- _WHAT YOU WILL DO_: Can you write out the whole listing exactly?

— START —

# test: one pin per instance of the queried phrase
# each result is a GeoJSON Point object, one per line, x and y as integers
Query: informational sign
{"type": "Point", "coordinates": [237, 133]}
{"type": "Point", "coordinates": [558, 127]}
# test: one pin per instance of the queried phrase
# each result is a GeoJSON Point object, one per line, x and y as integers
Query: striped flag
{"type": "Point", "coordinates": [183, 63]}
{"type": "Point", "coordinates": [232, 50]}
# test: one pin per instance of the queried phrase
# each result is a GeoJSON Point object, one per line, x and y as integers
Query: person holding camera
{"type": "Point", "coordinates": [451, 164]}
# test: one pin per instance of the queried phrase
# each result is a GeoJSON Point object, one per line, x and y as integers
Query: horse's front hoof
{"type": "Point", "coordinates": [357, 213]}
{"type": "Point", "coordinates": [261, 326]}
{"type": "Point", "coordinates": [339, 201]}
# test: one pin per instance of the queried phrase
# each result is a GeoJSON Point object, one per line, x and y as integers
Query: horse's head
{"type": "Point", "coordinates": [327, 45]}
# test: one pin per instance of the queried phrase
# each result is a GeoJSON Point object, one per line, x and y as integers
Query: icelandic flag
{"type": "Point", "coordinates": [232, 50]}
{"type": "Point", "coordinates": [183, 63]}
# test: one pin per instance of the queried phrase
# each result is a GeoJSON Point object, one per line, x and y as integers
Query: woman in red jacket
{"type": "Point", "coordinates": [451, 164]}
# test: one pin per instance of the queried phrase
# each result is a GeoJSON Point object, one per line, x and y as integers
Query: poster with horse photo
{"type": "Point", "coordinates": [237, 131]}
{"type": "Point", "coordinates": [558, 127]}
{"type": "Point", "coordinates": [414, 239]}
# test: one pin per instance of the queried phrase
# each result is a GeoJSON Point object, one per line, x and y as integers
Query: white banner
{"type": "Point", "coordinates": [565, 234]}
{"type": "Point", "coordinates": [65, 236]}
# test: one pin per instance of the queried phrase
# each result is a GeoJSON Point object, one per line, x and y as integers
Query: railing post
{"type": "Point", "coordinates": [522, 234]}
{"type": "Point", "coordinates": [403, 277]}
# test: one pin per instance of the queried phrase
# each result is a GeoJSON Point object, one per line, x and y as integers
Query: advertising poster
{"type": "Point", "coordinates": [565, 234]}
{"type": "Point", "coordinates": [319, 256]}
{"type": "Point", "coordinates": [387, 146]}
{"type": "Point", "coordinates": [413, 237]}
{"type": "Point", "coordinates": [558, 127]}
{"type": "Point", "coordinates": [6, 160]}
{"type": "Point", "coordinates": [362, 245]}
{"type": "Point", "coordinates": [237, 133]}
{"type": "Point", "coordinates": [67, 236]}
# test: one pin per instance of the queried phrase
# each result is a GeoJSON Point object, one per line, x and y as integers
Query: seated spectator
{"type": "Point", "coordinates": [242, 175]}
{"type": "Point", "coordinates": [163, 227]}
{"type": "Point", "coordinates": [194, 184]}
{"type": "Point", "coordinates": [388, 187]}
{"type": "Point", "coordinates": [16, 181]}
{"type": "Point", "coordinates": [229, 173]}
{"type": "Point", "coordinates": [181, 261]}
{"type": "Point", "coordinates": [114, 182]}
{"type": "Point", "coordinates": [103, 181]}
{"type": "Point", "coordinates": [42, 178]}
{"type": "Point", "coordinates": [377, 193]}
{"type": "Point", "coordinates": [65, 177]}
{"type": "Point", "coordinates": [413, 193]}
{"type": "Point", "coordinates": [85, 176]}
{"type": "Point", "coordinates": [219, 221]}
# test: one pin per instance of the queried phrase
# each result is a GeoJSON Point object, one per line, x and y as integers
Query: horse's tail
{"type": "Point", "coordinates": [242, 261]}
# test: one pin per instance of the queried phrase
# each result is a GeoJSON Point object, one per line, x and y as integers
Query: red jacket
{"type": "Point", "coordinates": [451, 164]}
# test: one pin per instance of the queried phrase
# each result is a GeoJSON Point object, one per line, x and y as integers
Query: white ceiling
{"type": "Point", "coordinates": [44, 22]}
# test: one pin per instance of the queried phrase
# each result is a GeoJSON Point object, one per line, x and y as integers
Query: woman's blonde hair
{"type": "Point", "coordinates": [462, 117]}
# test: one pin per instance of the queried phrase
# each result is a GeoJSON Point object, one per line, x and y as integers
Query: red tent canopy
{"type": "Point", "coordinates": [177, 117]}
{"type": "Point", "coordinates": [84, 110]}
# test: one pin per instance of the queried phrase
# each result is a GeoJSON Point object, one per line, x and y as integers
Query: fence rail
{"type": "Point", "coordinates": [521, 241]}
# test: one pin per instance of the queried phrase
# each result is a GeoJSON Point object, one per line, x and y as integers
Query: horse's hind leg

— END —

- _COMPLETE RESPONSE_:
# test: one pin per instance of the queried phrase
# each result is a GeoJSON Point object, one per line, x and y as integers
Query: informational sign
{"type": "Point", "coordinates": [237, 133]}
{"type": "Point", "coordinates": [558, 127]}
# test: one pin per instance of the queried phrase
# each result is a GeoJSON Point object, one per line, x and y as integers
Query: striped flag
{"type": "Point", "coordinates": [183, 63]}
{"type": "Point", "coordinates": [232, 50]}
# test: one pin per instance of the queried phrase
# each result is a GeoJSON Point object, one per line, x and y as integers
Query: person holding camera
{"type": "Point", "coordinates": [451, 164]}
# test: one pin per instance of the queried phrase
# each result is a GeoJSON Point object, one per line, x and y as integers
Query: horse's front hoof
{"type": "Point", "coordinates": [357, 213]}
{"type": "Point", "coordinates": [261, 326]}
{"type": "Point", "coordinates": [339, 201]}
# test: one pin per instance of the queried phrase
# each result is a GeoJSON Point object, one per line, x and y as integers
Query: horse's head
{"type": "Point", "coordinates": [327, 45]}
# test: one pin per instance of the queried phrase
# each result is a GeoJSON Point object, one per line, x and y as integers
Query: icelandic flag
{"type": "Point", "coordinates": [232, 50]}
{"type": "Point", "coordinates": [183, 63]}
# test: one pin per instance of the queried phrase
# each result is a GeoJSON Point object, one per line, x and y as integers
Query: woman in red jacket
{"type": "Point", "coordinates": [451, 164]}
# test: one pin per instance of the queried phrase
# each result is a GeoJSON Point object, one per line, x and y as integers
Query: poster with horse photo
{"type": "Point", "coordinates": [237, 131]}
{"type": "Point", "coordinates": [558, 127]}
{"type": "Point", "coordinates": [414, 239]}
# test: one pin per instance of the queried phrase
# each result is a GeoJSON Point object, one per line, x and y as integers
Query: white banner
{"type": "Point", "coordinates": [565, 234]}
{"type": "Point", "coordinates": [65, 236]}
# test: one pin per instance of the queried phrase
# each result is a GeoJSON Point object, one per line, x and y as integers
Query: railing post
{"type": "Point", "coordinates": [522, 234]}
{"type": "Point", "coordinates": [403, 277]}
# test: one pin per instance of the queried phrase
# each result is a GeoJSON Point object, one per line, x and y as integers
Query: advertising poster
{"type": "Point", "coordinates": [565, 234]}
{"type": "Point", "coordinates": [319, 256]}
{"type": "Point", "coordinates": [387, 146]}
{"type": "Point", "coordinates": [413, 237]}
{"type": "Point", "coordinates": [558, 127]}
{"type": "Point", "coordinates": [6, 160]}
{"type": "Point", "coordinates": [362, 245]}
{"type": "Point", "coordinates": [237, 133]}
{"type": "Point", "coordinates": [67, 236]}
# test: one pin per instance of the queried phrase
# each result is a GeoJSON Point object, one per line, x and y as integers
Query: seated spectator
{"type": "Point", "coordinates": [242, 175]}
{"type": "Point", "coordinates": [163, 227]}
{"type": "Point", "coordinates": [194, 184]}
{"type": "Point", "coordinates": [388, 187]}
{"type": "Point", "coordinates": [16, 181]}
{"type": "Point", "coordinates": [229, 173]}
{"type": "Point", "coordinates": [181, 261]}
{"type": "Point", "coordinates": [114, 182]}
{"type": "Point", "coordinates": [103, 181]}
{"type": "Point", "coordinates": [42, 178]}
{"type": "Point", "coordinates": [377, 193]}
{"type": "Point", "coordinates": [65, 177]}
{"type": "Point", "coordinates": [413, 193]}
{"type": "Point", "coordinates": [85, 176]}
{"type": "Point", "coordinates": [219, 221]}
# test: one pin per instance of the queried phrase
# each result is a GeoJSON Point object, one per line, x and y as integers
Query: horse's tail
{"type": "Point", "coordinates": [242, 261]}
# test: one pin per instance of the queried phrase
# each result is a GeoJSON Point object, one per line, x and y as integers
Query: red jacket
{"type": "Point", "coordinates": [451, 164]}
# test: one pin per instance of the queried phrase
# each result is a GeoJSON Point object, one per line, x and y as integers
Query: white ceiling
{"type": "Point", "coordinates": [44, 22]}
# test: one pin per instance of the queried phrase
# each result is a GeoJSON Point object, one per line, x and y as integers
Query: woman's blonde hair
{"type": "Point", "coordinates": [462, 117]}
# test: one pin per instance of the queried phrase
# each result is a GeoJSON Point object, one per line, x and y as integers
Query: red tent canopy
{"type": "Point", "coordinates": [177, 117]}
{"type": "Point", "coordinates": [84, 110]}
# test: one pin per instance of the queried phrase
# each result is a GeoJSON Point object, one per line, x and y as integers
Query: fence rail
{"type": "Point", "coordinates": [521, 241]}
# test: one pin per instance of the queried phrase
# each result is a GeoJSON Point object, one per line, x and y as integers
Query: horse's hind leg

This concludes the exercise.